• [EXCERPTED TEXT]
>> start

At the Annual General Meeting of the Company held at 56-59 St Stephen's Green, Dublin 2 on Friday 9 May 2025, the following resolutions were passed:

Ordinary Resolution:

  • 5 The Directors be and are hereby generally and unconditionally authorised, pursuant to Section 1021 of the Companies Act 2014, to exercise all of the powers of the Company to allot and issue all relevant securities of the Company (within the meaning of Section 1021 of the Companies Act 2014):
    • (a) without prejudice to or limitation of any power and authority granted under paragraph (b) of this Resolution 5, up to an aggregate nominal amount of €90,823,612 representing approximately 33.33% of the aggregate nominal value of the issued ordinary share capital of the Company (excluding treasury shares) as at 6.00pm on 1 April 2025; and
    • (b) without prejudice to or limitation of any power and authority granted under paragraph (a) of this Resolution 5, up to an aggregate nominal value of €90,823,612 representing a further approximately 33.33% of the aggregate nominal value of the issued ordinary share capital of the Company (excluding treasury shares) as at 6.00pm on 1 April 2025 provided that any equity securities (as defined in Section 1023(1) of the Companies Act 2014) allotted pursuant to the authority in this paragraph 5(b) are offered by way of one or more pre-emptive offers open for a period or periods fixed by the Directors to or in favour collectively of the holders of equity securities on the register of members and/or any persons having a right to subscribe for equity securities in the capital of the Company (including, without limitation, any persons entitled or who may become entitled to acquire equity securities under any share option scheme or share incentive plan of the Company then in force) at such record date or dates as the Directors may determine and where the equity securities respectively attributable to the interests of such holders are proportional in nominal value (as near as may be reasonable) to the respective number of equity securities held by them on such record date or dates, and subject generally to such exclusions or other arrangements as the Directors may deem necessary or expedient in relation to legal or practical problems, requirements or restrictions under or arising as a consequence of the laws (including implementation thereof) of, or the requirements of any regulatory body or stock exchange in, any territory.

>> end

• [JOB 1]
Answer these questions from the meeting resolution text:
(a) At what address was the Annual General Meeting held?
(b) Under which section of the Companies Act 2014 are the Directors authorized to allot and issue relevant securities?
(c) Under paragraph (b), by what means must equity securities allotted under that authority be offered?

Records from a data collection

>> start

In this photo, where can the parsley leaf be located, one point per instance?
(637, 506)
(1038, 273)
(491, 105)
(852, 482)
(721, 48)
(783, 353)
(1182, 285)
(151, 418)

>> end

• [JOB 2] Extract every line of the records word for word.

• [FINAL ANSWER 1]
(a) 56-59 St Stephen's Green, Dublin 2
(b) Section 1021
(c) By way of one or more pre-emptive offers

• [FINAL ANSWER 2]
In this photo, where can the parsley leaf be located, one point per instance?
(637, 506)
(1038, 273)
(491, 105)
(852, 482)
(721, 48)
(783, 353)
(1182, 285)
(151, 418)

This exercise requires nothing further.